## Recorded information
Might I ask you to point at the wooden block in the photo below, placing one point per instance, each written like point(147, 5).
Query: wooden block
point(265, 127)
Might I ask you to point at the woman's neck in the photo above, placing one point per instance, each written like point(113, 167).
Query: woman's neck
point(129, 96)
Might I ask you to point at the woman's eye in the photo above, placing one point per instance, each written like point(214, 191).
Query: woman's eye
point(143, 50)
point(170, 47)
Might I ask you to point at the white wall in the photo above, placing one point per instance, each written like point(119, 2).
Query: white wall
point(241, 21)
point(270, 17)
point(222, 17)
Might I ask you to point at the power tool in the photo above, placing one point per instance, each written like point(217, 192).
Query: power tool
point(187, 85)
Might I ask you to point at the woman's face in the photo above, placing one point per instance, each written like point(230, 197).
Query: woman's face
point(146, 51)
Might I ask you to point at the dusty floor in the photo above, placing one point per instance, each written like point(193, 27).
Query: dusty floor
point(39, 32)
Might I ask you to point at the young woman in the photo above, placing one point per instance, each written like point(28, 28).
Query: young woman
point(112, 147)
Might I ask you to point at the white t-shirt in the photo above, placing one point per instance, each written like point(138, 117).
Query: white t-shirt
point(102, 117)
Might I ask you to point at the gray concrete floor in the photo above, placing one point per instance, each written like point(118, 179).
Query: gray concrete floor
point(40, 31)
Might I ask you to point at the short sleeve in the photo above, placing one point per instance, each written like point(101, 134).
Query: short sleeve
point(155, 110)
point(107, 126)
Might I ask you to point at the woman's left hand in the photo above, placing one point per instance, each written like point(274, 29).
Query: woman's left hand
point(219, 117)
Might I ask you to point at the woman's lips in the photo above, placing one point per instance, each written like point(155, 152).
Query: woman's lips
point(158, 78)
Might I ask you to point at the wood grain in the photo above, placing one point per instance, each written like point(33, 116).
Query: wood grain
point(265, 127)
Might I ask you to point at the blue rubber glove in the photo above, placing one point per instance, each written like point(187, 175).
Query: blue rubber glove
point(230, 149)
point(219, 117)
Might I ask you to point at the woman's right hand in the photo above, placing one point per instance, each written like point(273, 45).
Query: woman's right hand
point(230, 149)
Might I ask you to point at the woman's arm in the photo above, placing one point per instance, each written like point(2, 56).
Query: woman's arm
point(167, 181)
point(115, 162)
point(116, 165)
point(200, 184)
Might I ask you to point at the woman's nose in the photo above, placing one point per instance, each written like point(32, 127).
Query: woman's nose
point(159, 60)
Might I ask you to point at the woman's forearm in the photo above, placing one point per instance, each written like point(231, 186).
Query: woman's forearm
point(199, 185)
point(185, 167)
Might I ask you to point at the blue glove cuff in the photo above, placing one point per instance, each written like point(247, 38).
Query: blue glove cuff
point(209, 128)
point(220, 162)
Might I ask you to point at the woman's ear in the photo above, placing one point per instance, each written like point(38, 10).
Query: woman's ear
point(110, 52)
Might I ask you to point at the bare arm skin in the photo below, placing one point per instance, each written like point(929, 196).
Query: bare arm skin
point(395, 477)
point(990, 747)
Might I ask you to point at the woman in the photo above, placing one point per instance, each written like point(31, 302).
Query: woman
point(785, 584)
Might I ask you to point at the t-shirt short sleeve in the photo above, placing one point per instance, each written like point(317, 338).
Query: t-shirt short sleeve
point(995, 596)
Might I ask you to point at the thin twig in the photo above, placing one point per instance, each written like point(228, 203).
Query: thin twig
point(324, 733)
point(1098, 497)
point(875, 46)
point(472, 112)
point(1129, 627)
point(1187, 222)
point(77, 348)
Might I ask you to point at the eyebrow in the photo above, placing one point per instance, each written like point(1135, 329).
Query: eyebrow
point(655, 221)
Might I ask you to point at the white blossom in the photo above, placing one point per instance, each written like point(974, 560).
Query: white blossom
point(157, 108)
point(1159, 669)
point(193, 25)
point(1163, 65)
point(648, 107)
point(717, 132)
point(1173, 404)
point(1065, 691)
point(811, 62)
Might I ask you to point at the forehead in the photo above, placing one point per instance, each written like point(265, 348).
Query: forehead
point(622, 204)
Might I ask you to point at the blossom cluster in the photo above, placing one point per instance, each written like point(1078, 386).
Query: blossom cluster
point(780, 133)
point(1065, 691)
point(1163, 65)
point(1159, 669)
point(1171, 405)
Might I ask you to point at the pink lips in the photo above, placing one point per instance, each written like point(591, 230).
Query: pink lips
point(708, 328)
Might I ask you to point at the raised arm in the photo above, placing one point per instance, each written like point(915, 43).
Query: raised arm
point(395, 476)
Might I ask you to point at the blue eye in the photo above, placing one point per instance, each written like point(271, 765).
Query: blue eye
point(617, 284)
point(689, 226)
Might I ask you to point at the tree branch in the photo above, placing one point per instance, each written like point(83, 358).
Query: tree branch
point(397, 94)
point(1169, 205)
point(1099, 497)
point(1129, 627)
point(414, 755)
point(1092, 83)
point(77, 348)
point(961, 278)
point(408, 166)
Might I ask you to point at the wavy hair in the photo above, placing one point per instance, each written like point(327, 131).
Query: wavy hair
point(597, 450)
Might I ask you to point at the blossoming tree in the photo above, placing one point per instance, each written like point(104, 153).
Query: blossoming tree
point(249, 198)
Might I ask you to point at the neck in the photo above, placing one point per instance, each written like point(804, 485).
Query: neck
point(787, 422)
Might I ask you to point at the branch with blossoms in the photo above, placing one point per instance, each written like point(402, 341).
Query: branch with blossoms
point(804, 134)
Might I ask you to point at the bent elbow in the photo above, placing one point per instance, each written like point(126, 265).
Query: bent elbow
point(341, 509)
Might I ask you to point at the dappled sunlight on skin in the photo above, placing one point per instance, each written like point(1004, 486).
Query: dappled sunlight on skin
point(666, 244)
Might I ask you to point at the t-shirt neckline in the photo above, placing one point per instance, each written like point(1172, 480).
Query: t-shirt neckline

## Task objective
Rewrite the listing above, changing every occurrence of "placing one point per instance" to "marking each instance with a single point" and leaving all other text as it is.

## Full response
Might I ask you to point at the wooden block in the photo below, marking each instance with a single point, each written like point(147, 5).
Query: wooden block
point(265, 127)
Might I ask you to point at the woman's neck in the photo above, marking each instance with a single point, each written like point(113, 167).
Query: woman's neck
point(129, 96)
Might I ask you to point at the woman's eye in the photo above, marking each instance with a single point, each written like point(214, 191).
Query: woman's eye
point(143, 50)
point(170, 47)
Might I ask you to point at the white wall in the photo above, marking each instance with a single point, each written like point(119, 2).
Query: white wall
point(241, 21)
point(270, 17)
point(222, 17)
Might I ask you to point at the power tool in the photo above, marking each instance with a single point, each written like point(217, 192).
Query: power tool
point(187, 85)
Might I ask you to point at the woman's face in the photo above, marking each instance with a single point, each written like point(230, 197).
Query: woman's face
point(146, 51)
Might I ask you to point at the dusty floor in the photo above, marking each instance with a single point, each written like point(193, 27).
Query: dusty floor
point(39, 32)
Might I ask you to point at the young woman in the photo above, marking each instance with a single point, each written like point(28, 28).
Query: young woman
point(112, 147)
Might I ask you to point at the white t-shirt in the photo above, marking each instance with a single point, each written like point(138, 117).
Query: white t-shirt
point(102, 117)
Might I ask you to point at the gray concrete floor in the photo above, marking each instance with a single point, each written like point(118, 179).
Query: gray concrete floor
point(40, 31)
Might I ask you to point at the short sleeve in the photo above, marking each instance with a single point, each written like point(101, 134).
Query: short sleeve
point(155, 110)
point(107, 126)
Might I ask you to point at the woman's left hand in the photo above, marking each instance with a single point, each written like point(274, 29).
Query: woman's left hand
point(219, 117)
Might I ask you to point at the woman's lips in the photo above, marking each instance with a single point, each written like point(155, 152).
Query: woman's lips
point(158, 78)
Might I ask you to point at the wood grain in the photo above, marking each instance with a single point, each written like point(33, 116).
Query: wood grain
point(265, 127)
Might I ask you to point at the blue rubber glove in the photo above, marking each instance with a single point, each written like point(187, 175).
Query: blue rubber glove
point(230, 149)
point(219, 117)
Might I ask you to point at the woman's right hand in the photo above, marking each instance with a single point, each written like point(273, 45).
Query: woman's right hand
point(230, 149)
Might I ask you to point at the woman's arm in the photo above, marking each instance with a single point, each written like point(2, 56).
Query: woman's arm
point(167, 181)
point(115, 162)
point(116, 165)
point(200, 184)
Might I ask you to point at the woman's nose in the photo above, marking each instance with a single point, each written like point(32, 127).
Query: woman's nose
point(159, 60)
Might I ask you to point at the woman's forearm in the photo above, marking each instance with a single point, each written like point(231, 186).
Query: woman's forearm
point(199, 185)
point(185, 167)
Might I ask you to point at the blue glove cuff in the photo above, marking each instance with a single point, each written like point(247, 38).
Query: blue glove cuff
point(209, 128)
point(220, 162)
Might I ask you to point at the woman's ear in the photo above, marking each instance with a single point, each written like point(38, 10).
Query: woman's ear
point(110, 52)
Might I ask you to point at the bare arm skin in the photo below, marking each instance with a single point, each written like point(929, 196).
Query: bare arm skin
point(395, 477)
point(990, 747)
Might I ask you to point at the woman in the photo above, marking each instance with a single point, each written like point(31, 302).
Query: woman
point(785, 584)
Might I ask you to point at the t-shirt short sleeve in the photo above, marking each instance with a single point, each written like point(317, 338).
Query: t-shirt short sleeve
point(995, 596)
Might I ask you to point at the thin twig in the photo above, marking each instance with a single point, each written like point(228, 203).
Query: thin twig
point(324, 733)
point(1098, 497)
point(875, 46)
point(472, 112)
point(1129, 627)
point(1187, 222)
point(77, 348)
Might I ask you to point at the eyebrow in the photo above, marking each instance with a single point, each written like point(1135, 329).
Query: eyebrow
point(655, 221)
Might I ask you to point at the white blossom in the photo above, marking each instance with a single point, each written like point(974, 560).
Query: white blossom
point(157, 108)
point(1159, 669)
point(193, 25)
point(1163, 65)
point(648, 107)
point(717, 132)
point(1173, 404)
point(1065, 691)
point(811, 62)
Might I ask you to point at the forehead in the photo above, marking each instance with a single point, each written like point(265, 348).
Query: forehead
point(622, 204)
Might I ask you to point at the blossom cluster in the photo above, marking each instance with a single point, each written like point(1078, 386).
Query: blossom cluster
point(780, 133)
point(1065, 691)
point(1163, 65)
point(1159, 669)
point(1171, 405)
Might I ask you to point at the pink lips in the photo above, marking each instance with a single point, each written like point(591, 230).
Query: pink lips
point(708, 328)
Might I ask you to point at the raised arm in the photo above, marking each instance with a single point, each written like point(915, 43).
Query: raised arm
point(395, 476)
Might I ask you to point at the blue eye in the photo above, marking each instance with a single point, each written like point(271, 765).
Query: blue eye
point(617, 284)
point(689, 226)
Might I ask you to point at the tree branch in the photo above, marking each instance with a single point, each written like point(83, 358).
Query: tree branch
point(397, 94)
point(1169, 205)
point(1099, 497)
point(1129, 627)
point(414, 755)
point(1092, 83)
point(77, 348)
point(961, 278)
point(408, 166)
Might I ask you to point at the wavy hair in the photo above, marking each instance with a single point, each written like point(327, 131).
Query: wavy hair
point(597, 450)
Might I ask you to point at the blossoming tree in the photo above, marking each instance with a single point, each written like point(104, 153).
Query: blossoming tree
point(249, 198)
Might I ask you to point at the neck in the photo above, marking each instance with a single point, each written like point(804, 485).
Query: neck
point(787, 422)
Might I ask you to point at the branch with blossoms in the photo above, marking each instance with a single point, each written like point(402, 341).
Query: branch with blossoms
point(804, 134)
Might I ask you to point at the bent elbow in the photo above, marking each instance with a single point, each written like point(126, 265).
Query: bent elbow
point(341, 509)
Might I ask you to point at the dappled sunlight on skin in the photo above, marking each instance with a single point, each written like point(1004, 486).
Query: dappled sunlight on skin
point(666, 244)
Might I ask you to point at the t-shirt neckline in the photo above, marking each instance with a single point, each written like point(1172, 480).
Query: t-shirt neckline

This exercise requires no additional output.